**DATA SECTION:**
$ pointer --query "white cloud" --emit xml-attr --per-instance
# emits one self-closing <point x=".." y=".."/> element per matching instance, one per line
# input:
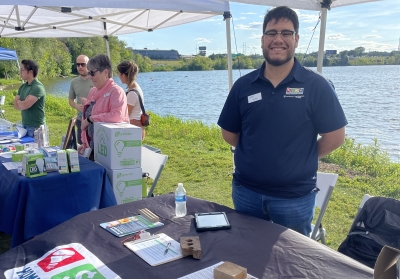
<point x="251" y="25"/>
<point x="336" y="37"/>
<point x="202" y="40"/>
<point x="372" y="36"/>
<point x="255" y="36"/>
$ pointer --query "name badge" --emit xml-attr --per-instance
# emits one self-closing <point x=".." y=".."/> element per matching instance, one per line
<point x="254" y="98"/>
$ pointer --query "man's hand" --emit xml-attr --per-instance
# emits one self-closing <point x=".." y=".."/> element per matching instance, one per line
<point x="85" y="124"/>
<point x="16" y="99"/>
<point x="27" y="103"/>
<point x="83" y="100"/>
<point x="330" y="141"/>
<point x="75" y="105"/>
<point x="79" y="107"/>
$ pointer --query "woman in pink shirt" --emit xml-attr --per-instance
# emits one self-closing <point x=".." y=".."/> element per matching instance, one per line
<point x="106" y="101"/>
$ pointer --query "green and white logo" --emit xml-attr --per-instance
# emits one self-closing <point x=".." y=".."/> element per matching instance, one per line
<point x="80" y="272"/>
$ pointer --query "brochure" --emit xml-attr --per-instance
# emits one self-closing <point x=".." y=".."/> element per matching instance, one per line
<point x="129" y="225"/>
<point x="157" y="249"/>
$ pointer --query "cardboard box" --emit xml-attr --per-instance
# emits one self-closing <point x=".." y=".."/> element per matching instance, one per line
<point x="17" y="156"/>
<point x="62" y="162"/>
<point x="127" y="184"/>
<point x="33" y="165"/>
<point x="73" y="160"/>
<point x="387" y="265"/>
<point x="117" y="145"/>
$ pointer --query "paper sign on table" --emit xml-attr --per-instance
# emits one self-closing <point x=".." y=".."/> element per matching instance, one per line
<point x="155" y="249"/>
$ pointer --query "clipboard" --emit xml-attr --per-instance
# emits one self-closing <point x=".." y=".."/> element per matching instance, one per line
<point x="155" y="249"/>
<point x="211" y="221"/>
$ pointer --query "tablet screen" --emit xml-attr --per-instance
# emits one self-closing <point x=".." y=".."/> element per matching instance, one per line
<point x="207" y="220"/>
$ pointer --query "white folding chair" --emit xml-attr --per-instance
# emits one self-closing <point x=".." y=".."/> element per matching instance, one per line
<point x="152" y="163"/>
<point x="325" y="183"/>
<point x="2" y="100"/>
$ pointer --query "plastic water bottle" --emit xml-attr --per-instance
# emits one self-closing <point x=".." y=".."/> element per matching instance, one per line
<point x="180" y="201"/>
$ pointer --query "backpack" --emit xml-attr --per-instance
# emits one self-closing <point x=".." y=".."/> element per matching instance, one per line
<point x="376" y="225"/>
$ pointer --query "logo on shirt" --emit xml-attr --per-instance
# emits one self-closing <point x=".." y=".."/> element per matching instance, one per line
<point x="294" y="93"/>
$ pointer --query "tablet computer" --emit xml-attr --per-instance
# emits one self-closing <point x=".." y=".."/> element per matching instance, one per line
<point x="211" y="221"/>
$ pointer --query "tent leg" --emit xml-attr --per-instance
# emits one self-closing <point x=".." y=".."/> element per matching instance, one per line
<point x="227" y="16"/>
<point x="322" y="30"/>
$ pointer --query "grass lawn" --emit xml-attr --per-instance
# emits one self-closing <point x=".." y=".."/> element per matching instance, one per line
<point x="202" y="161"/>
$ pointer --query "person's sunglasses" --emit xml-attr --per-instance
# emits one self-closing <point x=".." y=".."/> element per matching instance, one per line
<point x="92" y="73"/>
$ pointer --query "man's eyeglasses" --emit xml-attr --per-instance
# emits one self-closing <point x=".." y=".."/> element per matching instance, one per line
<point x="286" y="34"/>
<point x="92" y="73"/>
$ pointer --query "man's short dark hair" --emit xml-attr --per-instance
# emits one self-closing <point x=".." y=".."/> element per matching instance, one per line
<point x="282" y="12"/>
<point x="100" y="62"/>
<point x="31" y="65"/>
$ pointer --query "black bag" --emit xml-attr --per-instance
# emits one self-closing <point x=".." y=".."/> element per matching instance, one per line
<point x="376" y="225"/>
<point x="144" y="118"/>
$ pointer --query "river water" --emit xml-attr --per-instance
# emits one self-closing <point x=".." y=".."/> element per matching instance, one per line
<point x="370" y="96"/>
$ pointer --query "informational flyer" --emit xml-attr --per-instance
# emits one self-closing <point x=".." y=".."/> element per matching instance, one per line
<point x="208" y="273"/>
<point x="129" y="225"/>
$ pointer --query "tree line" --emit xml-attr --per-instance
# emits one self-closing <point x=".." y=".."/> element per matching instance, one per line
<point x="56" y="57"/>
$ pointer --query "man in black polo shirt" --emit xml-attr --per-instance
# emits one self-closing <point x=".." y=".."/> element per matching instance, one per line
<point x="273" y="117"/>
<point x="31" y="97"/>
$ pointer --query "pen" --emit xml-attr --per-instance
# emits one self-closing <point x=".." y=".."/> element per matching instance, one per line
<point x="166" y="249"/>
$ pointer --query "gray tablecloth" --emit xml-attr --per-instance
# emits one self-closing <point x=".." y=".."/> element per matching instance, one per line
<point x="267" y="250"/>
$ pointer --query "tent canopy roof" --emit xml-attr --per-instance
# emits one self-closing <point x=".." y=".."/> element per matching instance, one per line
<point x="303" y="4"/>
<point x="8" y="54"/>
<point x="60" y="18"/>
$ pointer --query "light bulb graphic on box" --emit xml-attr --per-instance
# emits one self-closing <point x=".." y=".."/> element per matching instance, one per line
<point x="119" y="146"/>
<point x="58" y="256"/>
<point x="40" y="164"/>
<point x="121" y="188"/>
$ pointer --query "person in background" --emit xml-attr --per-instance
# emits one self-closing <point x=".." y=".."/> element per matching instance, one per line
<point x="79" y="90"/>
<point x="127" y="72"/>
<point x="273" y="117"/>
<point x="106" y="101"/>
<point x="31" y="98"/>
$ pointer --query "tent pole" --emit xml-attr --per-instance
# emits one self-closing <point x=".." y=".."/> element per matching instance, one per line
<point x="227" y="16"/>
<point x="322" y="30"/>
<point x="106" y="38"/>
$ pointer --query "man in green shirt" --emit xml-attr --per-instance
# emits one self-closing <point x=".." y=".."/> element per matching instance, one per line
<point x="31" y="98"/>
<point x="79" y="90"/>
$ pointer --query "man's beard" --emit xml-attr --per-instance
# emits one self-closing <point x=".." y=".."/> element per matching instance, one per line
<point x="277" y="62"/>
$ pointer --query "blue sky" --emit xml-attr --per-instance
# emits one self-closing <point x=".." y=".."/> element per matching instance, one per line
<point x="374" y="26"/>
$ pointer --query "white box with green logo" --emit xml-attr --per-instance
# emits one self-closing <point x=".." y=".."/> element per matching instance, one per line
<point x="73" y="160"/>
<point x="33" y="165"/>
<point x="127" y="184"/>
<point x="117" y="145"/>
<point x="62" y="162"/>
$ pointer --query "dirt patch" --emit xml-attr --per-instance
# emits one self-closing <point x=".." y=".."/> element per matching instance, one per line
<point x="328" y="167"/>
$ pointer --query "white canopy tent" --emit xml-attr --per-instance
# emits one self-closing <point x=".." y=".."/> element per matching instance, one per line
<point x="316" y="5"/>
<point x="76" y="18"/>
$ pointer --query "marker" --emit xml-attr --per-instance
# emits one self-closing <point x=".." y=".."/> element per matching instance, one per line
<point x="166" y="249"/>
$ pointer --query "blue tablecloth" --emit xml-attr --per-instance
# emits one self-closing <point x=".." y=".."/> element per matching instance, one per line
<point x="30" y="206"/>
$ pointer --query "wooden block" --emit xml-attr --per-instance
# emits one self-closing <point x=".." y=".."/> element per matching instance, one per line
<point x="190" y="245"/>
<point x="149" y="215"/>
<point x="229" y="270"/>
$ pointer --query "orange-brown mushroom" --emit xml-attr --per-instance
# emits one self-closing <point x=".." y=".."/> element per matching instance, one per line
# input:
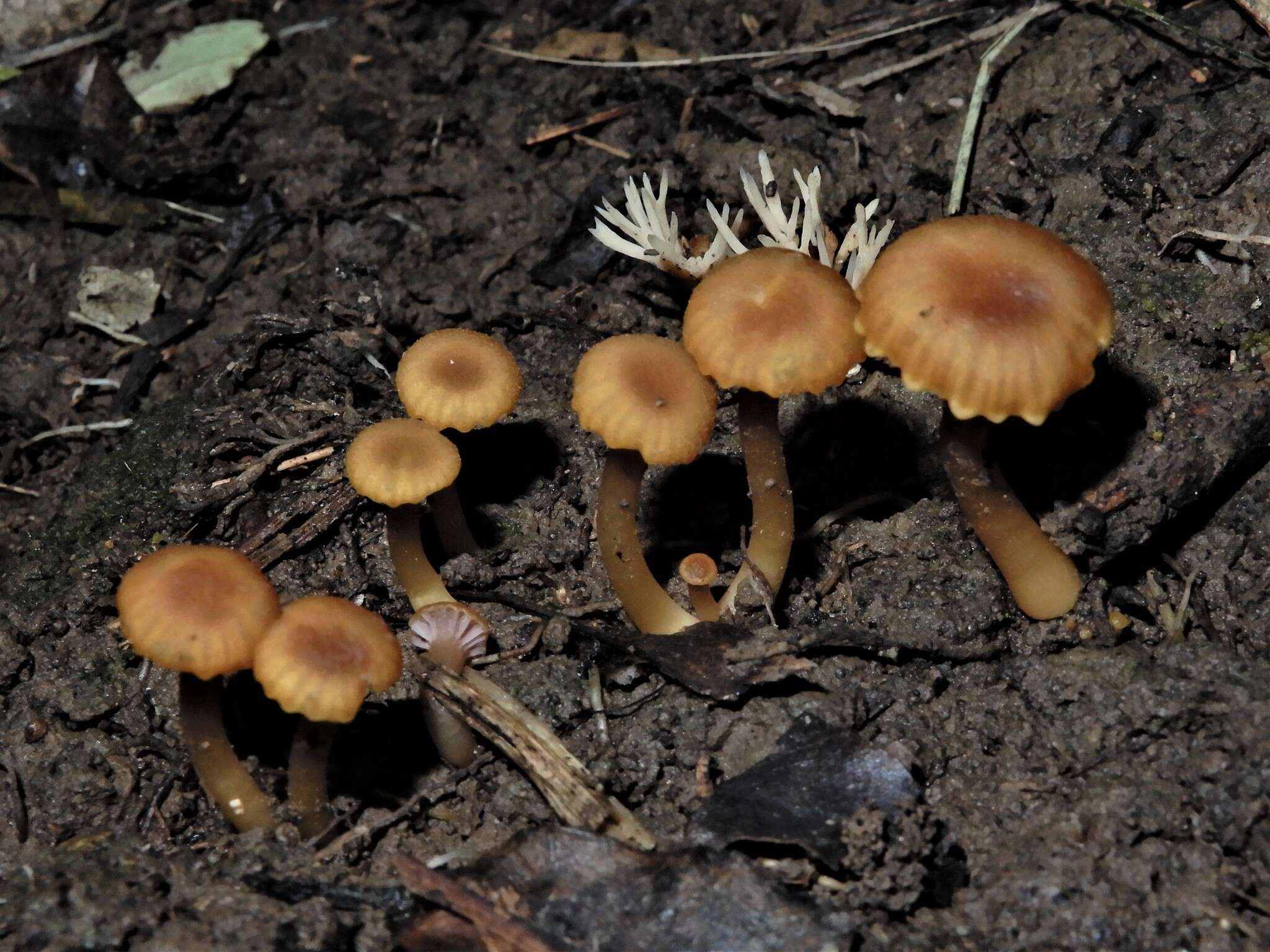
---
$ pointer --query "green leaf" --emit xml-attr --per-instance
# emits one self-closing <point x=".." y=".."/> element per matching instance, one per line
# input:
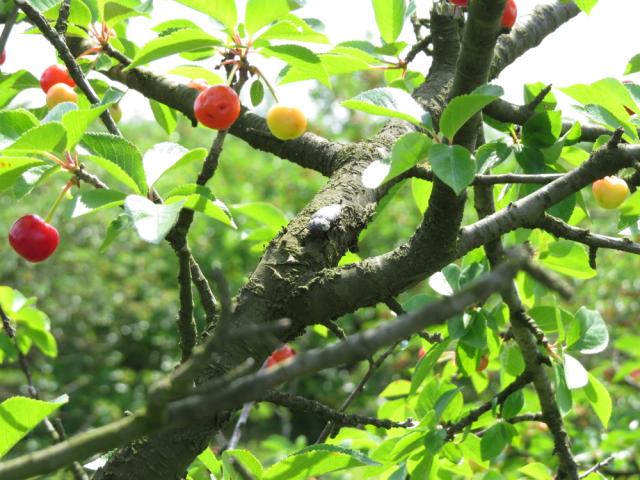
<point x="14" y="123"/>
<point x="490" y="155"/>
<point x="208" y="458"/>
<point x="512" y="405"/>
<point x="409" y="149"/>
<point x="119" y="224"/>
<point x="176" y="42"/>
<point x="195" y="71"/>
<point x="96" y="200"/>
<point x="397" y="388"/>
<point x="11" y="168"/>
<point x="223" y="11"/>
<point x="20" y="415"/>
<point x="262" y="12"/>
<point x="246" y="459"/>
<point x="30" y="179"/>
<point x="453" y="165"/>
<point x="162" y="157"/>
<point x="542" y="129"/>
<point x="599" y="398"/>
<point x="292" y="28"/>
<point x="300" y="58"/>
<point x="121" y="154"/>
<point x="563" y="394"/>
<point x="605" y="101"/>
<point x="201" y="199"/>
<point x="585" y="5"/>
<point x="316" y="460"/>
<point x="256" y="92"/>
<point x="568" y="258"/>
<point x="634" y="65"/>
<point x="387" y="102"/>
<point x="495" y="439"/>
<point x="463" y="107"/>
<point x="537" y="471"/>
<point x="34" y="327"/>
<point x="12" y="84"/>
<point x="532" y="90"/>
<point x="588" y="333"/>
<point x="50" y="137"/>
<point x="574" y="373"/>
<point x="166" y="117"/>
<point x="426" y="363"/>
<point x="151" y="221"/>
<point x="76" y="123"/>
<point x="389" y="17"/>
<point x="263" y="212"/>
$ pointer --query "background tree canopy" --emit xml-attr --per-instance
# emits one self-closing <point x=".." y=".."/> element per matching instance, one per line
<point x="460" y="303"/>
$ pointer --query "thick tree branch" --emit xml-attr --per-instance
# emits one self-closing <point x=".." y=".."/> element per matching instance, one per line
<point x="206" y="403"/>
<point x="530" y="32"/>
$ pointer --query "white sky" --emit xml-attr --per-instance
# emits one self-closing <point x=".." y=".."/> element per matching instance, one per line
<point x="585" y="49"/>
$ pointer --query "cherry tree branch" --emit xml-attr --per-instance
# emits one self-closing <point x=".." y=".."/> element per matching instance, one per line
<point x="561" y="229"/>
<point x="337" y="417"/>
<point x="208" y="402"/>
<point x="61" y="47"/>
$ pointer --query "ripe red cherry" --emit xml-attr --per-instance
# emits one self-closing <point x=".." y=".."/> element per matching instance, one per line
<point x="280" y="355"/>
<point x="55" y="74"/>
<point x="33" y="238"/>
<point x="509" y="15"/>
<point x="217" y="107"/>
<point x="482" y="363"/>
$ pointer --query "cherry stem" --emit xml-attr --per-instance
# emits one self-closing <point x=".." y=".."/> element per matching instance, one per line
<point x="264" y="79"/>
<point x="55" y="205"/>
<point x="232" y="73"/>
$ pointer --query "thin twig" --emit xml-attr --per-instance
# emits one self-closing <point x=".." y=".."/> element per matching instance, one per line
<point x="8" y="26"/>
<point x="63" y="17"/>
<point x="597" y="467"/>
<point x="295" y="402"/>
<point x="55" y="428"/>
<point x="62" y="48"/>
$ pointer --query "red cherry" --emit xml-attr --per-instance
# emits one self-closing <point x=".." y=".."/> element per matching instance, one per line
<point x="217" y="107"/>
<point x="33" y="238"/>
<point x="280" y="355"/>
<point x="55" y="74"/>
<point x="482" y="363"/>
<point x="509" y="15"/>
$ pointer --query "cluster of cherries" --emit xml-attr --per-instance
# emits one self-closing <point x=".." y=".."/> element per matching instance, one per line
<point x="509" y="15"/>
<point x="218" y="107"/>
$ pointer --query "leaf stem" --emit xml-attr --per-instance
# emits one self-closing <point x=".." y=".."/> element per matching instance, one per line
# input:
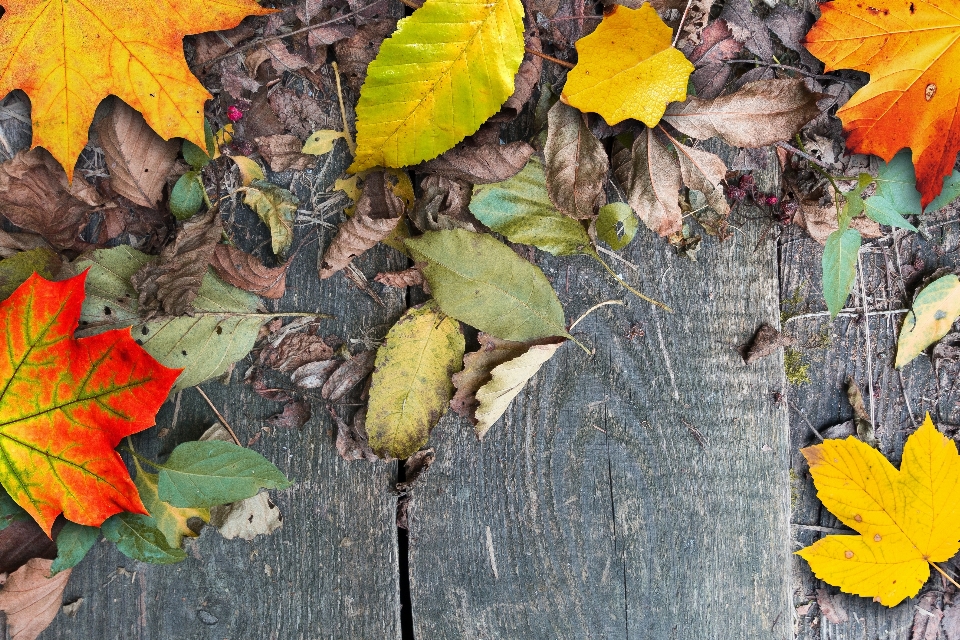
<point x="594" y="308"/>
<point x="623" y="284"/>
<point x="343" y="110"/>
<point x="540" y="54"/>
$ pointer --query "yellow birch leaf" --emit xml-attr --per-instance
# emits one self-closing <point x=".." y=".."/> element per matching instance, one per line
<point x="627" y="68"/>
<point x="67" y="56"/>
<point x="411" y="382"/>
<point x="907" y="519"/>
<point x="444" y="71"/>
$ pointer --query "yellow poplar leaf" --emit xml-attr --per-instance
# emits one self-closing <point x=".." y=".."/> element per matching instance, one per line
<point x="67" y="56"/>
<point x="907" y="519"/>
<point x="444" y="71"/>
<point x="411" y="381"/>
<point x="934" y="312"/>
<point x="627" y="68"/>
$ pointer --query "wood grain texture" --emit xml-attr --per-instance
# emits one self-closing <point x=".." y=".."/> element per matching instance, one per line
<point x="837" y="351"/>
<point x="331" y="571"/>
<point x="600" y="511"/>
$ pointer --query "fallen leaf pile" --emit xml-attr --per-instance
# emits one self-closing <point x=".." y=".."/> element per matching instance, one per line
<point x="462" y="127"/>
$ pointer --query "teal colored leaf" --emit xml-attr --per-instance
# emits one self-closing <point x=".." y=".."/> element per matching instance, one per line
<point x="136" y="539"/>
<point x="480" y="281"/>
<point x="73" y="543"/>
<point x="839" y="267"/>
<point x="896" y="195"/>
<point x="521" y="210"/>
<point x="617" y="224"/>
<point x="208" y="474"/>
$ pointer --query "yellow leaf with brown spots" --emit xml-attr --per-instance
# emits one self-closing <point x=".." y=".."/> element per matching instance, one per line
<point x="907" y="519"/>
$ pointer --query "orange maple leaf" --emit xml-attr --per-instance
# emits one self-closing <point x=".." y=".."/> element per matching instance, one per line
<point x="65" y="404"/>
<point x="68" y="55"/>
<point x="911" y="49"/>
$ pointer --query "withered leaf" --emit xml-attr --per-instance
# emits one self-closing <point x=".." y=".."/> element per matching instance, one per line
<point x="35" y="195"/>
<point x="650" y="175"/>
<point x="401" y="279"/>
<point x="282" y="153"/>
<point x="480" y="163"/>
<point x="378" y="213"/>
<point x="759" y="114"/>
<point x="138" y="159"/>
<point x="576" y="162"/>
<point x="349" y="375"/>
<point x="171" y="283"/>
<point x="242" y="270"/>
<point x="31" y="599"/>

**REQUIRED WORK:** Select every line of the rows above that contains the word "logo", matching case exactly, and copy those lines.

**FULL OUTPUT:**
$ pointer --query "green and white logo" --emit xml-attr --per-instance
$ pointer --query "logo on shirt" --emit xml-attr --per-instance
$ pointer --query "white box with green logo" --emit xml-attr --per-instance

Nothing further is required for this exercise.